### What to do
Recast the lines of the records below as a JSON list of strings, one string per line and no blank lines, covering only the stretch from the line holding "Expected output: one point per instance of the dark" through the end of the records, inclusive. Leave the pictures out of the answer.

Pointing dataset records:

● ● ●

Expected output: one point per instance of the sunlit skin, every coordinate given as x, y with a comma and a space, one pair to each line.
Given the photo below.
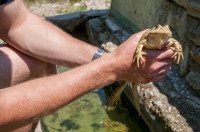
26, 101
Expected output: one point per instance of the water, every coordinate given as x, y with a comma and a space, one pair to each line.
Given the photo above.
88, 114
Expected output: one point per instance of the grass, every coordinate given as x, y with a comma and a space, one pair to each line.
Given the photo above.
72, 9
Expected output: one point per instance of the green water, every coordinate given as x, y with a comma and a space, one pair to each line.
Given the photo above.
88, 114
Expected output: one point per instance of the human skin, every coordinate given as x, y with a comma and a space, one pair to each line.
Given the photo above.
32, 100
16, 67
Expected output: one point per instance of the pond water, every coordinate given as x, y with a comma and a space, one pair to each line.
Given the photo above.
89, 114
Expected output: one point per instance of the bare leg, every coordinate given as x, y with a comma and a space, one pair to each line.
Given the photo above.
16, 67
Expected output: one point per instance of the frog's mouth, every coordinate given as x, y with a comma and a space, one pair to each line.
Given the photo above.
163, 46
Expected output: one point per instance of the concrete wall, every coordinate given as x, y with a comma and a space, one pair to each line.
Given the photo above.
183, 17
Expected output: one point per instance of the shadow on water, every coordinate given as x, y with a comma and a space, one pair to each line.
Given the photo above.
88, 114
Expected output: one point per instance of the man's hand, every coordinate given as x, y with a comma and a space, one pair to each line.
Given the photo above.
154, 68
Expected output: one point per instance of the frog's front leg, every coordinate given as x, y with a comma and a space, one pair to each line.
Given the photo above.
139, 52
177, 48
135, 94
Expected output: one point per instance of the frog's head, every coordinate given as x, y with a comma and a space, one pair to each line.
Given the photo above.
158, 37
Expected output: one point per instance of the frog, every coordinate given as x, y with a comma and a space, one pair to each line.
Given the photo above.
159, 37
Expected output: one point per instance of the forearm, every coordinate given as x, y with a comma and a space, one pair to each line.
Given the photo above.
33, 100
39, 38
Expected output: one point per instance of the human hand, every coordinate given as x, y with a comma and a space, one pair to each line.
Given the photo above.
153, 69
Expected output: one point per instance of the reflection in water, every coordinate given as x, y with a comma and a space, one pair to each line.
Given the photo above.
88, 114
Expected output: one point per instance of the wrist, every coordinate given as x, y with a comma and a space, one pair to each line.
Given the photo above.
98, 53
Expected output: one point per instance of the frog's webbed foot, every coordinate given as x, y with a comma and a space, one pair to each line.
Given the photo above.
135, 94
139, 53
177, 48
115, 96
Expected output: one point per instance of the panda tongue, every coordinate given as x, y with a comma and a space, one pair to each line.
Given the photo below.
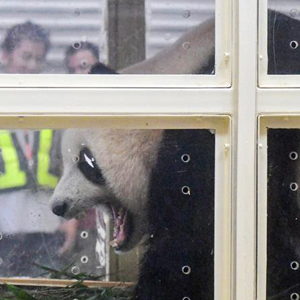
119, 216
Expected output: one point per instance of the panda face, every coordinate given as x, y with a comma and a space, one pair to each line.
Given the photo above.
109, 169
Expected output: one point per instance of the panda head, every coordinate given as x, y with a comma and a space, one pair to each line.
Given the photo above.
110, 169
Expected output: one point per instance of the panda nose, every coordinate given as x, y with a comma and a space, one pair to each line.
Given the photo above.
60, 209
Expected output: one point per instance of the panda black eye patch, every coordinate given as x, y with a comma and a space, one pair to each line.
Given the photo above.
89, 168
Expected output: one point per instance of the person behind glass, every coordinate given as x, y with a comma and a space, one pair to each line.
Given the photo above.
80, 59
29, 170
24, 48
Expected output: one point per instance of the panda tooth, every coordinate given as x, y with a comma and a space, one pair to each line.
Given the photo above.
114, 243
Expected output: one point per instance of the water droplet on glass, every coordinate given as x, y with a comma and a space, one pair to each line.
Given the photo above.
84, 259
168, 36
294, 13
186, 45
84, 234
75, 270
77, 12
84, 63
186, 14
77, 45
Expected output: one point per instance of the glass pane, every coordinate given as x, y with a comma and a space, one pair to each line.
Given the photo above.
283, 37
41, 36
151, 192
283, 255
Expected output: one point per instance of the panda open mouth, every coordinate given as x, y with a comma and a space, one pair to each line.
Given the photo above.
121, 223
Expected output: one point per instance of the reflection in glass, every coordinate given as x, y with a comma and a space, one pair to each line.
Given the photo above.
283, 37
71, 36
156, 186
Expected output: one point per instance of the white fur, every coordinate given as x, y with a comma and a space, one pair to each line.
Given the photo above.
125, 157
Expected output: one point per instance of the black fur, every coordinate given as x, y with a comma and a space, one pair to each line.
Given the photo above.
181, 227
283, 214
282, 29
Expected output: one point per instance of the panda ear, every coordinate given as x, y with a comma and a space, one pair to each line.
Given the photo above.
100, 68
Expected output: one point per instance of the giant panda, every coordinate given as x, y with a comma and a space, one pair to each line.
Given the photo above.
157, 186
137, 177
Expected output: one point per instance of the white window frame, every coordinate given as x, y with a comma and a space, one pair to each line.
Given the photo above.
221, 125
242, 99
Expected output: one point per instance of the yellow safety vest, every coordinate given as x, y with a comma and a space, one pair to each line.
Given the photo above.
13, 176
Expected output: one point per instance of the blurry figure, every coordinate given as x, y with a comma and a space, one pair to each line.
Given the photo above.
24, 48
30, 165
80, 57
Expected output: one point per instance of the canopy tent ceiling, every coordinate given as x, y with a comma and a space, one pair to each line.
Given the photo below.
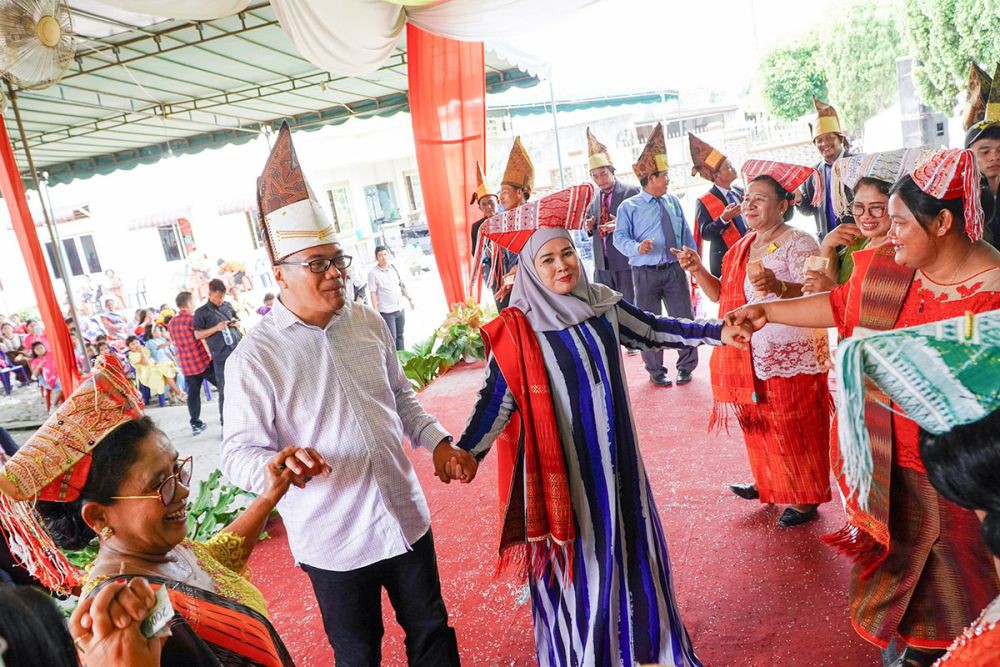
144, 88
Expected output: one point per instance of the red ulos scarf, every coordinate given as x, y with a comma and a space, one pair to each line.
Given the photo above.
536, 514
732, 368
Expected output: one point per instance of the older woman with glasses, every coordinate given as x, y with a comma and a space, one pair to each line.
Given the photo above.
102, 469
870, 176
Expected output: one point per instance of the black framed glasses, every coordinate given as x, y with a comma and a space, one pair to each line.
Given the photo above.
323, 265
874, 211
167, 491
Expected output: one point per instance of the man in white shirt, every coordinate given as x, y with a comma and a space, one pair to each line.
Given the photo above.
387, 291
321, 370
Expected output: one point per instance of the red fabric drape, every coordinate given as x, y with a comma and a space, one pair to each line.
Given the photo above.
448, 111
24, 227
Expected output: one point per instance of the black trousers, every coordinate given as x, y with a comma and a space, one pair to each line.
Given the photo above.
666, 286
396, 321
351, 604
194, 384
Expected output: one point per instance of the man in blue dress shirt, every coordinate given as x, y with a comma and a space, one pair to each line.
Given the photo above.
650, 224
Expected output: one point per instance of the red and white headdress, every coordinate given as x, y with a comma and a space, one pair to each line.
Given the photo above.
512, 229
950, 174
54, 464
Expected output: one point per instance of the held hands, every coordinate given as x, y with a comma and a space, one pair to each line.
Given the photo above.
842, 235
688, 259
753, 317
292, 466
818, 281
450, 463
736, 335
105, 627
730, 212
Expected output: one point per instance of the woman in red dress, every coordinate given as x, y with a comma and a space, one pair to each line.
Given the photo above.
922, 572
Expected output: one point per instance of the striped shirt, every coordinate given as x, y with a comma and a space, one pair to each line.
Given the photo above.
341, 390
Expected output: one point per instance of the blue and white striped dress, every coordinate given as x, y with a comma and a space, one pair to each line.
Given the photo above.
620, 608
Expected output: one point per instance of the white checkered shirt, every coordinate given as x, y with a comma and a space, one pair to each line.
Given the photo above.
341, 390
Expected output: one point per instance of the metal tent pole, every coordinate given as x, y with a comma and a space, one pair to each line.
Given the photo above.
56, 247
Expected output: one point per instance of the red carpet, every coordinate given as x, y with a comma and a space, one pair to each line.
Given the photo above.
749, 592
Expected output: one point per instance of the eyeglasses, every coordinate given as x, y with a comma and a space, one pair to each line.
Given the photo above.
875, 210
323, 265
167, 491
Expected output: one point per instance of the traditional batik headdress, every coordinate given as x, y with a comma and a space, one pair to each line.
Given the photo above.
789, 176
983, 101
950, 174
482, 190
887, 166
703, 156
597, 153
827, 120
944, 374
520, 172
54, 463
511, 229
653, 159
293, 219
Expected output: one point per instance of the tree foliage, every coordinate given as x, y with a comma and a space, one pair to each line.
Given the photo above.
859, 54
790, 76
945, 36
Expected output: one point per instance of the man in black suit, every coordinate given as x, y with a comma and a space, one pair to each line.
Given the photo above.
610, 266
832, 144
717, 212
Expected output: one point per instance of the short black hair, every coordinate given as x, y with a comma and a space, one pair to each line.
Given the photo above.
781, 192
110, 462
964, 466
925, 207
34, 629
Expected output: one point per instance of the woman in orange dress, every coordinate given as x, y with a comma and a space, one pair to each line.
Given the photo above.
921, 570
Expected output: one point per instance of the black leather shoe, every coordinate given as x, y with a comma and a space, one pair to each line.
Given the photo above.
746, 491
660, 380
792, 517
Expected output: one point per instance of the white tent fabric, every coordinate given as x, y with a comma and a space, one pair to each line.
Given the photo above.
354, 37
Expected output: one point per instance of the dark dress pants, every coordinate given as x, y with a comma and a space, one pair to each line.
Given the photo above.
351, 605
670, 287
396, 321
620, 281
194, 384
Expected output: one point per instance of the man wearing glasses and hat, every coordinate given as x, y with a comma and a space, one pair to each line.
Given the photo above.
322, 370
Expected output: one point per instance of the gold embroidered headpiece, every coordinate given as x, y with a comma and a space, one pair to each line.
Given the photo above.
293, 219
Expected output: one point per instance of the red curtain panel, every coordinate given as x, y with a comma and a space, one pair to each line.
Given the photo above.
448, 111
24, 227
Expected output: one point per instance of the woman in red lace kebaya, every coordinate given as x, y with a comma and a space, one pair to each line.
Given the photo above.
777, 389
922, 571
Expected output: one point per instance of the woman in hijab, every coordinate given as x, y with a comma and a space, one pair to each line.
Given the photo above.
577, 512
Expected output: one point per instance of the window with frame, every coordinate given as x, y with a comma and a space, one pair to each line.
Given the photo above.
340, 208
79, 253
414, 196
170, 240
381, 202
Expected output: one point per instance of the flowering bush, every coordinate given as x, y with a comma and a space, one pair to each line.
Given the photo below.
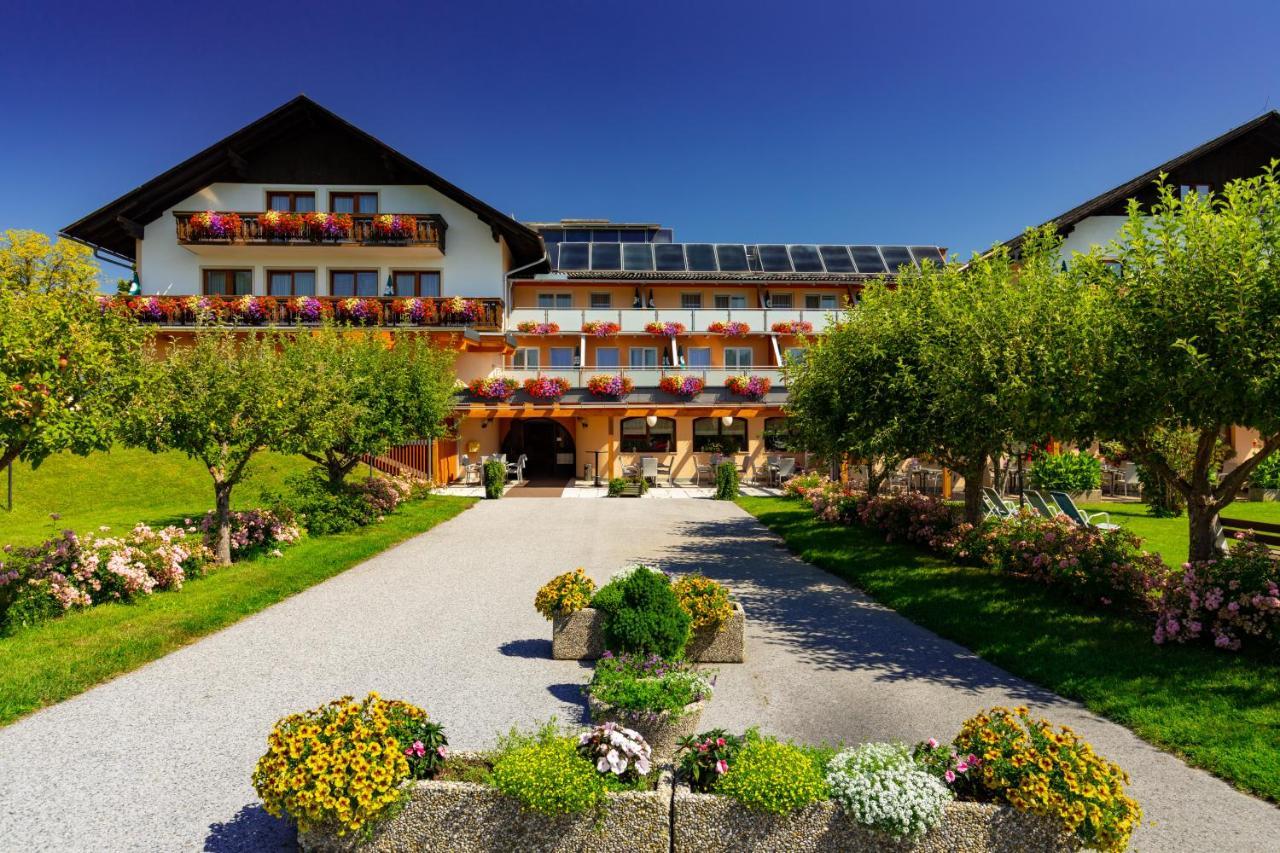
209, 224
617, 751
1005, 756
707, 757
565, 594
339, 766
602, 328
1228, 598
749, 387
664, 329
493, 388
545, 387
731, 329
681, 386
609, 386
704, 600
529, 327
881, 785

● ● ●

### Response to the task
[
  "Expected output: one point per instance of the dark dress pants, every coordinate given as x, y with a comma and a space, one pair to each line.",
  "Given the photo above.",
  "351, 605",
  "670, 287",
  "396, 321",
  "620, 281",
  "194, 384",
  "Expected output: one point per instance of the man wearing glasses and hat, every coordinate given as x, y with a comma and a space, one pair to each line.",
  "Given the photo above.",
  "322, 370",
  "Expected output: one point per instance of the gold embroidered headpiece, every coordinate given as x, y with a comma and a space, one pair to each line.",
  "Given the photo above.",
  "293, 219",
  "Expected output: one point per instance of the red curtain panel, every coordinate given as x, y with a comma and a space, one pair to each line.",
  "Given the photo above.",
  "448, 111",
  "24, 227",
  "Expected output: one point per instance of the woman in red lace kebaya, every coordinate given as x, y with a comma and a space, one pair to each line.",
  "Given the photo above.",
  "777, 389",
  "922, 571",
  "Expected output: one point per instance of the woman in hijab, every coordinate given as x, y with a comma and a space, one pair to each line.",
  "Given the photo above.",
  "577, 512",
  "Expected output: one point per instance of the window with frame, every coordinate given as x, y with a comma and a space, one pair to each line.",
  "Given the photo above.",
  "340, 208",
  "79, 253",
  "414, 196",
  "170, 240",
  "381, 202",
  "Expected output: one point per instance of the flowering bush, every coordinate given as x, y with a comma and a space, one pair to each line.",
  "Given the photo below.",
  "209, 224",
  "617, 751",
  "1005, 756",
  "707, 757",
  "565, 594",
  "339, 766",
  "602, 328",
  "1228, 598",
  "749, 387",
  "664, 329",
  "493, 388",
  "545, 387",
  "731, 329",
  "681, 386",
  "609, 386",
  "704, 600",
  "529, 327",
  "881, 785"
]